# Your assignment
Please retype all of the following entries exactly.

# Recorded data
- Opening Delimiter -

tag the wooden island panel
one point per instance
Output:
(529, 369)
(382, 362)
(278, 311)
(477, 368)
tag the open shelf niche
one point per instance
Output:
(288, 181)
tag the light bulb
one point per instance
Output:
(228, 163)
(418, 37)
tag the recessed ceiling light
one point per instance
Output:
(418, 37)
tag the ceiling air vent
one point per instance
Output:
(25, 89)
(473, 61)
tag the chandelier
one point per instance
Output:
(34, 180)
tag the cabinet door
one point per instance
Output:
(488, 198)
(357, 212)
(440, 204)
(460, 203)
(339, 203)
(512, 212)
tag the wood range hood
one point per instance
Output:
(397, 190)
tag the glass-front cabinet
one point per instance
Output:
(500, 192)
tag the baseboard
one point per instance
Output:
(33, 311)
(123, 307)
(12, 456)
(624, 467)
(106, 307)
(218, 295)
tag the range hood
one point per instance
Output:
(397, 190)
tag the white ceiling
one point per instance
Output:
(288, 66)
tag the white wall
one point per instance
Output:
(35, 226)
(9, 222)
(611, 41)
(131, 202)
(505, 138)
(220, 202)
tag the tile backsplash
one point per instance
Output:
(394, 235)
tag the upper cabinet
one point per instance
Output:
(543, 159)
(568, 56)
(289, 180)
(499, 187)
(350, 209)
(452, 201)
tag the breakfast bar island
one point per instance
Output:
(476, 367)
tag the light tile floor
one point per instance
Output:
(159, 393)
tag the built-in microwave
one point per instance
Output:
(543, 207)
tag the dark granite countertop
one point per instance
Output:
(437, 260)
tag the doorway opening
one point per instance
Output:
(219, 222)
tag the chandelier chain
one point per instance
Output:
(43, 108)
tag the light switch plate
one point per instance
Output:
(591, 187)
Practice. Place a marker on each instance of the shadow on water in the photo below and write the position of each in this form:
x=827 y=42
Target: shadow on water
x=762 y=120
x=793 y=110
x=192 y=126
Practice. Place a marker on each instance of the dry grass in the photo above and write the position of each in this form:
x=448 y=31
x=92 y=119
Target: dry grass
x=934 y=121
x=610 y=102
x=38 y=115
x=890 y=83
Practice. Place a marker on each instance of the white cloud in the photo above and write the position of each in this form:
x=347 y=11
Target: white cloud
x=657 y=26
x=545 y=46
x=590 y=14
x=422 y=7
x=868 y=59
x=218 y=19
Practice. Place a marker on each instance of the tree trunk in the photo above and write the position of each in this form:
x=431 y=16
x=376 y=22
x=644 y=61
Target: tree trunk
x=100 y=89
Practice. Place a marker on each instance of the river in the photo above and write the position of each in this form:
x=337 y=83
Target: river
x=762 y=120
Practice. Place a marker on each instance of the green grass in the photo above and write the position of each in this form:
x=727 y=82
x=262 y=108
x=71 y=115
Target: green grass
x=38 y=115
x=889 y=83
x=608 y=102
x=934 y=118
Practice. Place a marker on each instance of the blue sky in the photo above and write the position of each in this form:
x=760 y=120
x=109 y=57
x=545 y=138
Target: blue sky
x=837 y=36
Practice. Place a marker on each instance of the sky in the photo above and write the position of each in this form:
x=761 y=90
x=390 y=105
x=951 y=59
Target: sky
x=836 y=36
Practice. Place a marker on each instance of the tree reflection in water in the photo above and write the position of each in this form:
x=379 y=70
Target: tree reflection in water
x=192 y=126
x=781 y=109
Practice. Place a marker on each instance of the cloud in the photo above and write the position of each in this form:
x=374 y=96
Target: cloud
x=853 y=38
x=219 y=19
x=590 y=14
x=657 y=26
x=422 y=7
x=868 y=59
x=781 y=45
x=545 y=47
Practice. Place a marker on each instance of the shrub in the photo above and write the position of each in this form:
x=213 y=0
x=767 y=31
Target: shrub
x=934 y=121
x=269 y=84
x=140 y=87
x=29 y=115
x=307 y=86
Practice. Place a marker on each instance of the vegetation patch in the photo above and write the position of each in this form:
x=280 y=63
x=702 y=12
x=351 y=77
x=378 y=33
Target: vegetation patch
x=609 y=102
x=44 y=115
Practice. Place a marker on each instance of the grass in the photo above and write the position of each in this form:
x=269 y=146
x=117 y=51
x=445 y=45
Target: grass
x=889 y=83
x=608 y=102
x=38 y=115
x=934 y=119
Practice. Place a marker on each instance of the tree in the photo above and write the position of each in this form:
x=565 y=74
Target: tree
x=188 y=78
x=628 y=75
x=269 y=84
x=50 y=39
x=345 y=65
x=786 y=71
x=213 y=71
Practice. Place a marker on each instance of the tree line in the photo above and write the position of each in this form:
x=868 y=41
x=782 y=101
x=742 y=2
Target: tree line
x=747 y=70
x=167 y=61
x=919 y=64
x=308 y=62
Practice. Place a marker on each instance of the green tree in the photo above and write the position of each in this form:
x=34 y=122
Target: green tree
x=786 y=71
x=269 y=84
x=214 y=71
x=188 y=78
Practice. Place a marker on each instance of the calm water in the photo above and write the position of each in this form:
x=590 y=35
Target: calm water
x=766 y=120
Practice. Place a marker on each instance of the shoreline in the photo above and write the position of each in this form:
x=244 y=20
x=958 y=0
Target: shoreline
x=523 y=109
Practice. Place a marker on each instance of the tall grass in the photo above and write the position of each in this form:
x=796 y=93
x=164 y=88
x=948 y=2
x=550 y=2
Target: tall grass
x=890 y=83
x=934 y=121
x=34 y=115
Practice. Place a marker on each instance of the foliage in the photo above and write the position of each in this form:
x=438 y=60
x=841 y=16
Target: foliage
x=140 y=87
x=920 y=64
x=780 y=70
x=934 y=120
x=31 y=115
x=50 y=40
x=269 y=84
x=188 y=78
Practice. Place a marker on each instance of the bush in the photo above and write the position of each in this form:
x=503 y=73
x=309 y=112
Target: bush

- Closing Delimiter -

# Output of the exercise
tag the wooden island panel
one point per instance
Output:
(529, 369)
(382, 362)
(278, 311)
(477, 368)
tag the open shelf niche
one point per instance
Output:
(288, 181)
tag the light bulb
one point per instance
Output:
(228, 163)
(418, 37)
tag the recessed ceiling light
one point per instance
Output:
(418, 37)
tag the ceiling air vent
one point per instance
Output:
(25, 89)
(473, 61)
tag the chandelier
one point per instance
Output:
(34, 180)
tag the cabinet door
one point per instance
Output:
(488, 198)
(357, 212)
(440, 204)
(460, 203)
(339, 203)
(512, 212)
tag the wood range hood
one point per instance
Output:
(397, 190)
tag the glass-front cabinet
one point per instance
Output:
(500, 192)
tag the baseboard
one point per instance
Output:
(33, 311)
(123, 307)
(12, 456)
(624, 467)
(106, 307)
(218, 295)
tag the range hood
one point per instance
Output:
(397, 190)
tag the white ceiling
one point per instance
Output:
(288, 66)
tag the white wall
one point per instance
Output:
(35, 226)
(9, 222)
(611, 41)
(131, 202)
(505, 138)
(220, 202)
tag the tile backsplash
one point per instance
Output:
(394, 235)
tag the upper cabinet
one point per instance
Output:
(543, 159)
(568, 56)
(289, 180)
(499, 187)
(350, 209)
(452, 201)
tag the breakfast bar island
one point per instance
Output:
(476, 367)
tag the light tile floor
one point per instance
Output:
(159, 393)
tag the built-in microwave
one point per instance
Output:
(543, 207)
tag the dark granite countertop
one point per instance
Output:
(437, 260)
tag the doorway opening
one point per instance
Output:
(219, 222)
tag the chandelier chain
one point per instance
Output:
(43, 108)
tag the light switch plate
one point per instance
Output:
(591, 187)
Practice. Place a marker on each instance of the shadow on water in the photo below and write the position of each in this form:
x=827 y=42
Target: shadow on water
x=762 y=120
x=793 y=110
x=192 y=126
Practice. Place a marker on each instance of the dry grass in the photo above and write the position of each in this form:
x=448 y=31
x=92 y=119
Target: dry grass
x=934 y=121
x=610 y=102
x=38 y=115
x=890 y=83
Practice. Place a marker on each instance of the white cloud in the photo above and write the position of each in this form:
x=347 y=11
Target: white cloud
x=657 y=26
x=545 y=46
x=590 y=14
x=422 y=7
x=868 y=59
x=218 y=19
Practice. Place a marker on each instance of the tree trunk in the photo above and write the position of each in this form:
x=431 y=16
x=376 y=22
x=644 y=61
Target: tree trunk
x=100 y=89
Practice. Place a marker on each instance of the river in the photo above and write the position of each in this form:
x=337 y=83
Target: river
x=762 y=120
Practice. Place a marker on each instance of the green grass in the photo above and write the position of each in this form:
x=727 y=82
x=262 y=108
x=71 y=115
Target: green grass
x=38 y=115
x=889 y=83
x=608 y=102
x=934 y=118
Practice. Place a marker on each instance of the blue sky in the photo above and write the position of each in this form:
x=760 y=120
x=109 y=57
x=545 y=138
Target: blue sky
x=837 y=36
Practice. Place a marker on each instance of the sky in the photo above and write the position of each in this form:
x=761 y=90
x=390 y=105
x=951 y=59
Target: sky
x=836 y=36
Practice. Place a marker on each instance of the tree reflection in water in the photo above and write the position of each in this form:
x=379 y=70
Target: tree reflection in water
x=192 y=126
x=781 y=109
Practice. Place a marker on each instance of the cloud in the photo above and write the position of each in this form:
x=374 y=96
Target: cloud
x=853 y=38
x=219 y=19
x=590 y=14
x=657 y=26
x=422 y=7
x=868 y=59
x=781 y=45
x=545 y=47
Practice. Place a marker on each instance of the shrub in the photo above and write the position of each in this form:
x=213 y=0
x=767 y=31
Target: shrub
x=934 y=121
x=269 y=84
x=140 y=87
x=29 y=115
x=307 y=86
Practice. Place a marker on each instance of the vegetation patch in the photo above and write the position of each in this form:
x=280 y=63
x=702 y=12
x=351 y=77
x=378 y=33
Target: vegetation patch
x=609 y=102
x=44 y=115
Practice. Place a marker on each instance of the grass in the photo above and write the position of each in this form:
x=269 y=146
x=117 y=51
x=445 y=45
Target: grass
x=889 y=83
x=608 y=102
x=38 y=115
x=934 y=119
Practice. Place a marker on each instance of the tree in the photo above and write the position of each in this form:
x=565 y=74
Target: tree
x=188 y=78
x=628 y=75
x=269 y=84
x=50 y=39
x=345 y=65
x=786 y=71
x=213 y=71
Practice. Place a marker on each instance of the tree line in the photo above and write the position of each in this form:
x=868 y=41
x=782 y=101
x=742 y=2
Target: tree line
x=747 y=70
x=167 y=61
x=919 y=64
x=308 y=62
Practice. Place a marker on each instance of the green tree in the photo above and write the position of each in this form:
x=34 y=122
Target: green tree
x=786 y=71
x=269 y=84
x=214 y=71
x=188 y=78
Practice. Place a marker on each instance of the calm water in the photo above and write the position of each in this form:
x=590 y=35
Target: calm water
x=766 y=120
Practice. Place a marker on each instance of the shoreline in the photo above and write the position of each in this form:
x=244 y=20
x=958 y=0
Target: shoreline
x=523 y=109
Practice. Place a marker on each instance of the tall grass in the photo above and write the position of each in this form:
x=796 y=93
x=164 y=88
x=948 y=2
x=550 y=2
Target: tall grass
x=890 y=83
x=934 y=121
x=34 y=115
Practice. Place a marker on each instance of the foliage in the photo above and write the position of each in this form:
x=438 y=60
x=841 y=16
Target: foliage
x=140 y=87
x=920 y=64
x=780 y=70
x=934 y=120
x=31 y=115
x=50 y=40
x=269 y=84
x=188 y=78
Practice. Place a marker on each instance of the bush in the photo above and write the position of each in this form:
x=503 y=73
x=309 y=112
Target: bush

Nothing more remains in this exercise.